PERMINTAAN: Tuliskan kembali tanpa perubahan bagian berita tentang SP3 bagi pekerja PT KCN, dimulai dari kata-kata yang memuat "Dalam pertemuan tersebut, serikat" dan berhenti setelah "dan/atau SOP perusahaan.".

═════ TEKS SUMBER ═════

Tak Punya PP, PT KCN Beri SP3 ke Pekerja

Tak Punya PP, PT KCN Beri SP3 ke Pekerja

Rokan Hulu,KPonline, – Dugaan praktek perbudakan nyatis terjadi di lingkungan perusahaan perkebunan di Kabupaten Rokan Hulu, Provinsi Riau. Pasalnya, perusahaan mempekerjaan lebih dari 10 orang pekerja, namun tidak memiliki Peraturan Perusahaan (PP) yang disahkan oleh aturan hukum ketenagakerjaam yang berlaku di Republik Indonesia. Tentu, saja aturan dibuat sepihak oleh perusahaan, tanpa melibatkan peran ataupun saran dari pekerja.

Realitas ini terungkap di saat Pimpinan Unit Kerja Serikat Pekerja Perkebunan dan Kehutanan (PUK SPPK FSPMI) PT Karya Cipta Nirvana (PT KCN), yang terus menunjukkan komitmennya dalam memperjuangkan hak-hak pekerja dan menegakkan aturan ketenagakerjaan, saat menghadiri Undangan Klarifikasi dari Mediator Hubungan Industrial (HI) Dinas Tenaga Kerja Kabupaten Rokan Hulu, pada Kamis (06/10/2025).

Dalam pertemuan tersebut, serikat pekerja menyampaikan bahwa perusahaan belum memiliki PP yang disahkan oleh Disnaker, akan tetapi perusahaan sudah memberikan sanksi Surat Peringatan Ketiga (SP3) kepada salah seorang pekerja, hanya karena pekeja melanggar aturan yang dibuat sepihak oleh perusahaan yang disebut dengan Internal Memo dan/atau SOP perusahaan.

Menyikapi hal ini, Mediator HI Disnaker Rohul, Rahmi Hidayat, SH menegaskan, bahwa penerapan sanksi seharusnya mengacu pada Peraturan Pemerintah (PP) No. 35 Tahun 2021, dimana pemberian Surat Peringatan harus dilakukan secara bertahap, dimulai dari SP1, SP2, kemudian SP3, ucapnya.

═════ CUPLIKAN DATA ═════

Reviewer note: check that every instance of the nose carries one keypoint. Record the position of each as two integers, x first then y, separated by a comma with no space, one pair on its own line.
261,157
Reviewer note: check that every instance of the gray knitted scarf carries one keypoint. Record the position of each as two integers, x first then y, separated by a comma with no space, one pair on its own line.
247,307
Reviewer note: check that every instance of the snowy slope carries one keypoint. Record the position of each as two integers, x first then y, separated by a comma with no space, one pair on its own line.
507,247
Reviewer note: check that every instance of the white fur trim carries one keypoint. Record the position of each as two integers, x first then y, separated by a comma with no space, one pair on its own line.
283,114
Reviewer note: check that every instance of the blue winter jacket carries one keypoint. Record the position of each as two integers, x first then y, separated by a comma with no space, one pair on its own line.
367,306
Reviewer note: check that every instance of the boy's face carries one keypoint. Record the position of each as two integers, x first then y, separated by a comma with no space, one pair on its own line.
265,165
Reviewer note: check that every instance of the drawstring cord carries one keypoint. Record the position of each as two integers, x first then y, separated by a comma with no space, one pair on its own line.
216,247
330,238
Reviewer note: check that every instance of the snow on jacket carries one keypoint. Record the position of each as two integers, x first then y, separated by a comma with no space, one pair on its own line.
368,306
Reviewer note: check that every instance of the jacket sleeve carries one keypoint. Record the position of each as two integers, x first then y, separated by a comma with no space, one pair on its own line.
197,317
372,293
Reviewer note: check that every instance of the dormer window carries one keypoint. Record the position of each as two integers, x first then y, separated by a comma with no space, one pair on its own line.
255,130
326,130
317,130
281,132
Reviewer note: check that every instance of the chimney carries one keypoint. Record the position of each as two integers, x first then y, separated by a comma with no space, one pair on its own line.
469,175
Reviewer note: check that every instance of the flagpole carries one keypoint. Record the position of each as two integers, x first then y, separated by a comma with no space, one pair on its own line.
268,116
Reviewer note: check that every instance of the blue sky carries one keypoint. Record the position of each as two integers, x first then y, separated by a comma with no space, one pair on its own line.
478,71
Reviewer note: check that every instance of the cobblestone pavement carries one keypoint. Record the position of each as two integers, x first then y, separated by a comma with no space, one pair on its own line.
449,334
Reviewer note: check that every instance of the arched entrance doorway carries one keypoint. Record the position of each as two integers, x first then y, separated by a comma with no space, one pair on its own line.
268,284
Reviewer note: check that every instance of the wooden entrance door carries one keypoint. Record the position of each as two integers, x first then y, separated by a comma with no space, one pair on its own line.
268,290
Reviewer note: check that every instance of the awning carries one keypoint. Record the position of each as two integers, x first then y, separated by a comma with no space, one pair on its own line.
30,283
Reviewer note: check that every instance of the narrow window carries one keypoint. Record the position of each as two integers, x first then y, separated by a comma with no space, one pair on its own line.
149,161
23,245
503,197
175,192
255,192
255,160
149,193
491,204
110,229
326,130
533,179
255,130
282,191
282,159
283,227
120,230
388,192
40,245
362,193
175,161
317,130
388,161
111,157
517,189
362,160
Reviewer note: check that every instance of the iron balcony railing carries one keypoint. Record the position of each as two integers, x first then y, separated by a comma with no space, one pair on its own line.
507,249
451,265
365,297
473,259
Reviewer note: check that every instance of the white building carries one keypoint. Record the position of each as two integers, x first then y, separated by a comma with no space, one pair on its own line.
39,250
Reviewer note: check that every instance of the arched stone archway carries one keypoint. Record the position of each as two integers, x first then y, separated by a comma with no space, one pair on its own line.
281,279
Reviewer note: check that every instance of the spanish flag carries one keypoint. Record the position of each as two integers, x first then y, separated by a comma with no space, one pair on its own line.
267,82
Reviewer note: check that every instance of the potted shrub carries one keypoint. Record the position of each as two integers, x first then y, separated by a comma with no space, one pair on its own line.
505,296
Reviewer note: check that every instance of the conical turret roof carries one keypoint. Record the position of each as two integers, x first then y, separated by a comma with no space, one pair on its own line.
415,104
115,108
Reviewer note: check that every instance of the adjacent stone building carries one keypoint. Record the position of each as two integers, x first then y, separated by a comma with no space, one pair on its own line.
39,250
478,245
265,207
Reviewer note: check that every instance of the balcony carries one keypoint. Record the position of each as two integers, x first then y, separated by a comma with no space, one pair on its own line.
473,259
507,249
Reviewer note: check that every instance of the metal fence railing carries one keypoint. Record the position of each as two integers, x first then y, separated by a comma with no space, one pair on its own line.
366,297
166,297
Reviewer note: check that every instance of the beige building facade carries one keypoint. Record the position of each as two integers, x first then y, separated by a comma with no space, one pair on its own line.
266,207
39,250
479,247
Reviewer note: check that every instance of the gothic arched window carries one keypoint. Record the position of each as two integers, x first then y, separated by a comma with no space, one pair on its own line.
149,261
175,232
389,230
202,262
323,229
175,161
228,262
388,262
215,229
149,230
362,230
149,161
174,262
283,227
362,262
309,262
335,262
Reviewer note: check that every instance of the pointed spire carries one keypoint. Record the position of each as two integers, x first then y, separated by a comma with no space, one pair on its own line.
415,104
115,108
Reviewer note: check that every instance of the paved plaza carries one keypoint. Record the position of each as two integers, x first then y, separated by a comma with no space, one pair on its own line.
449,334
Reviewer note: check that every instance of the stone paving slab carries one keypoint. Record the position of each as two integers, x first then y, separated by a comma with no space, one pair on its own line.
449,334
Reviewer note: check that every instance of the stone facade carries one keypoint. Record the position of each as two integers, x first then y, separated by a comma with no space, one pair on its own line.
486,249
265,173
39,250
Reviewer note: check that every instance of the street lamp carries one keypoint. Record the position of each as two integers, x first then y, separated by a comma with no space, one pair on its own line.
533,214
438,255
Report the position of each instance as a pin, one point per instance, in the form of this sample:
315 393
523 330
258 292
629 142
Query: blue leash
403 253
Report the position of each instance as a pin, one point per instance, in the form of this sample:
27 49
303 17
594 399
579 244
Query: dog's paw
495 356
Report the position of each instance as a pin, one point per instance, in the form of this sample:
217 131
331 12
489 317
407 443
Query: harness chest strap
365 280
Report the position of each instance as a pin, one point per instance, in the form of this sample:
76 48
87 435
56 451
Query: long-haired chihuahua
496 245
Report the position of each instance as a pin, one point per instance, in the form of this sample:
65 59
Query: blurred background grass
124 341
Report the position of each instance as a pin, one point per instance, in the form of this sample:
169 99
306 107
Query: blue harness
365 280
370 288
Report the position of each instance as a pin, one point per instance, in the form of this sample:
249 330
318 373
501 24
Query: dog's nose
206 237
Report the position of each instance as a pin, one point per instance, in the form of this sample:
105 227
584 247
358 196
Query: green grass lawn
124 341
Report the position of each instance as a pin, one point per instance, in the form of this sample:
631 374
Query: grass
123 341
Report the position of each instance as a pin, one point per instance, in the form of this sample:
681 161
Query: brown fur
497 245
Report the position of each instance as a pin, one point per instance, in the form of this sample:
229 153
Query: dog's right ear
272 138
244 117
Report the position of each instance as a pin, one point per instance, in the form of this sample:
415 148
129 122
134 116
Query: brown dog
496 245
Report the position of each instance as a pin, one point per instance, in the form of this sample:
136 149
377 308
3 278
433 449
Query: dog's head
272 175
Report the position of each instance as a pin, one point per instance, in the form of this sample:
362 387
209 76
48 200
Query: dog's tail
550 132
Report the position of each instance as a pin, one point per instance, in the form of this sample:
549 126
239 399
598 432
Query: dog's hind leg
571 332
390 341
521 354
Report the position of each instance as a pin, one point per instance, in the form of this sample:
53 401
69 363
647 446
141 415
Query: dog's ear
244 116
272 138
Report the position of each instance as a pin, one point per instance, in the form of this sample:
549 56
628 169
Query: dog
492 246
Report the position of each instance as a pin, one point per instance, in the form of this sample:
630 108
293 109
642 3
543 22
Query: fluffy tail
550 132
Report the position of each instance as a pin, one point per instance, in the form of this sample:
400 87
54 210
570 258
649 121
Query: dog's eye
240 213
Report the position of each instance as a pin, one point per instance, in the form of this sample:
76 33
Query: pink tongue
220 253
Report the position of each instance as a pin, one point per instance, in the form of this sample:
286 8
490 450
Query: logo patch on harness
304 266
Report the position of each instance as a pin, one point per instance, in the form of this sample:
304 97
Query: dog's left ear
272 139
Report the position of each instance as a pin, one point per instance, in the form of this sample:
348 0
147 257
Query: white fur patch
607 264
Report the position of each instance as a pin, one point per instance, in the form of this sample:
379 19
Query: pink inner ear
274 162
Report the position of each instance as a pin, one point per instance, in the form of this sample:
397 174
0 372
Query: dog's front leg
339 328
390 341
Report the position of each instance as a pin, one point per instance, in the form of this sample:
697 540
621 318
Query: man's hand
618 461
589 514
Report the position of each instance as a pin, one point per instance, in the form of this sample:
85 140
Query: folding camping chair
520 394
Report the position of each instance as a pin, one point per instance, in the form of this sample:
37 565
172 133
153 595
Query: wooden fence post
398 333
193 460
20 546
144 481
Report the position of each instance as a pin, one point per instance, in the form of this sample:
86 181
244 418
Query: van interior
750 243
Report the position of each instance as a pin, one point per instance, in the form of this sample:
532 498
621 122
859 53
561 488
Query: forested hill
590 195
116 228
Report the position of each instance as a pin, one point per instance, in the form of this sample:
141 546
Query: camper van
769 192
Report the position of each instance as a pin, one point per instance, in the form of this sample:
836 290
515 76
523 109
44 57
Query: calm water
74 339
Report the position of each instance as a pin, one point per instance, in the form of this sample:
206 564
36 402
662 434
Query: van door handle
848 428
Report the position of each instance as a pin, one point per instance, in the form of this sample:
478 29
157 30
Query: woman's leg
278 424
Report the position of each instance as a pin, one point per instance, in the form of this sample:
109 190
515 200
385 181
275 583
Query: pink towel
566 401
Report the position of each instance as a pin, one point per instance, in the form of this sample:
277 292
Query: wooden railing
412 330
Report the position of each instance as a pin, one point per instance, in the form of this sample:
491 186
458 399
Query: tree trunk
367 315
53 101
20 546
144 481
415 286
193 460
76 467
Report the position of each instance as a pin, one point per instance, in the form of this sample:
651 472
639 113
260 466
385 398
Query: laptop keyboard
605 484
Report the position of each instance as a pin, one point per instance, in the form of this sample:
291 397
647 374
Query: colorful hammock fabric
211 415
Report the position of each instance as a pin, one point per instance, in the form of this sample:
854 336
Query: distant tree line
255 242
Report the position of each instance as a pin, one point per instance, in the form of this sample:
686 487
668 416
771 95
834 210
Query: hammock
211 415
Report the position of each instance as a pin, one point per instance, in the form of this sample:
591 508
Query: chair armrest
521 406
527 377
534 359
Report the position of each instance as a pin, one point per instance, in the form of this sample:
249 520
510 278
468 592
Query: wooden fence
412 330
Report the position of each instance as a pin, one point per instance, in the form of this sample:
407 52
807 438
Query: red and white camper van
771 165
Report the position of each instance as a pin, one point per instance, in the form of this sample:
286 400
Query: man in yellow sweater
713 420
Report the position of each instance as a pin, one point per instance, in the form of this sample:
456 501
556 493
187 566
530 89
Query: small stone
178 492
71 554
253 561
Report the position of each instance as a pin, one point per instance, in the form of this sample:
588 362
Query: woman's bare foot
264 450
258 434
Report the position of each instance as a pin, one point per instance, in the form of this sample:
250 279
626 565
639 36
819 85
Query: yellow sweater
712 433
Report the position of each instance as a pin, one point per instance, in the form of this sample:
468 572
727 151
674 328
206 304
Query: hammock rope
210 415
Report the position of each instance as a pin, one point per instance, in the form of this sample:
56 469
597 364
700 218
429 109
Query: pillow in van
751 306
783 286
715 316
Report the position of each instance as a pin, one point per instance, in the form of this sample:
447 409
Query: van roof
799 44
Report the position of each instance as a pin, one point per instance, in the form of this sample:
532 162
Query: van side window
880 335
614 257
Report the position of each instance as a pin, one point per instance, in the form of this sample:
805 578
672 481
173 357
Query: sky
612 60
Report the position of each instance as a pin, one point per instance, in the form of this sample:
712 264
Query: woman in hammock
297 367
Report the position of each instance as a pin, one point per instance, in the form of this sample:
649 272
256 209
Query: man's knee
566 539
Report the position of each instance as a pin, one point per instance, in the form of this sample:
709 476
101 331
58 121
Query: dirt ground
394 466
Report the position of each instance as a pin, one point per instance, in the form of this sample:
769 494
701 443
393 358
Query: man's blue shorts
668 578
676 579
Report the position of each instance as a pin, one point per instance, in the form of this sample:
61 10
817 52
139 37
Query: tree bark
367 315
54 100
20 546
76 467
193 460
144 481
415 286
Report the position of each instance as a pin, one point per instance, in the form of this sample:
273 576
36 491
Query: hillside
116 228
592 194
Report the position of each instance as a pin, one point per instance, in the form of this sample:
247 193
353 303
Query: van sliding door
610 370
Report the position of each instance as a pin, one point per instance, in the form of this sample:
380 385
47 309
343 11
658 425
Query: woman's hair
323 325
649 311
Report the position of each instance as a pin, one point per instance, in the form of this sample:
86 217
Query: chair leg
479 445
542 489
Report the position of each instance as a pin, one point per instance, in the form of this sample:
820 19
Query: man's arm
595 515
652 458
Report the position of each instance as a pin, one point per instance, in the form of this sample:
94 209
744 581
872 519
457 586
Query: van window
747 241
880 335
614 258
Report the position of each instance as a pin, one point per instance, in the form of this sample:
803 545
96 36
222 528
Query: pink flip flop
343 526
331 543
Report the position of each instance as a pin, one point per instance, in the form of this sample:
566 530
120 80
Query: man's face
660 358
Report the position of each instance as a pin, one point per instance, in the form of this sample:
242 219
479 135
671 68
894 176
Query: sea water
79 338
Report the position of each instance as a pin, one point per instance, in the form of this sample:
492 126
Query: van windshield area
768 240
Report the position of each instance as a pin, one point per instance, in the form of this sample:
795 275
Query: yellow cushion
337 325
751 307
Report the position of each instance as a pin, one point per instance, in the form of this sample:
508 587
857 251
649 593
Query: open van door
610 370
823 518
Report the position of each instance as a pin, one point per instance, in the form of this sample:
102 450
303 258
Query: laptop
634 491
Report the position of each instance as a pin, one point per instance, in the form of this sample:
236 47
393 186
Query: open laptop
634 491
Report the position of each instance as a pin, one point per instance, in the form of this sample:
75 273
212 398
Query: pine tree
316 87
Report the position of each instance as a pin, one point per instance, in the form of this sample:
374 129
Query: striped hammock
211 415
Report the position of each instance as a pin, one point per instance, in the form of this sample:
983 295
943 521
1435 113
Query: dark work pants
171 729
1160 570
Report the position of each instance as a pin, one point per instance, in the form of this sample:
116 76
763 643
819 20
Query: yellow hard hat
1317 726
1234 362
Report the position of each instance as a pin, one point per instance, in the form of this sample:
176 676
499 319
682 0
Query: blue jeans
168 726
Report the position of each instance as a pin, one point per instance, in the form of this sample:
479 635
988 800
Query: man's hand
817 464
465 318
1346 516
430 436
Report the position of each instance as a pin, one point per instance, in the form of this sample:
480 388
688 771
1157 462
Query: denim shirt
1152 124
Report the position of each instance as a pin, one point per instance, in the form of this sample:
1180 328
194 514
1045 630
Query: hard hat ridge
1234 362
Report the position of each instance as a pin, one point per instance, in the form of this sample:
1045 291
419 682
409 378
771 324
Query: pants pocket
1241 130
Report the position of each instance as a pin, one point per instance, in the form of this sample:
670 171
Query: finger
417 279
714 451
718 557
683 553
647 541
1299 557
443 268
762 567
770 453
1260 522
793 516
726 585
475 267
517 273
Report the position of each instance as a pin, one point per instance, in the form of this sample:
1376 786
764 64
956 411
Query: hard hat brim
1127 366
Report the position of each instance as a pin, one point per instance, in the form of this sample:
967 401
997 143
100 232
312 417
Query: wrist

═════

JAWABAN LENGKAP:
Dalam pertemuan tersebut, serikat pekerja menyampaikan bahwa perusahaan belum memiliki PP yang disahkan oleh Disnaker, akan tetapi perusahaan sudah memberikan sanksi Surat Peringatan Ketiga (SP3) kepada salah seorang pekerja, hanya karena pekeja melanggar aturan yang dibuat sepihak oleh perusahaan yang disebut dengan Internal Memo dan/atau SOP perusahaan.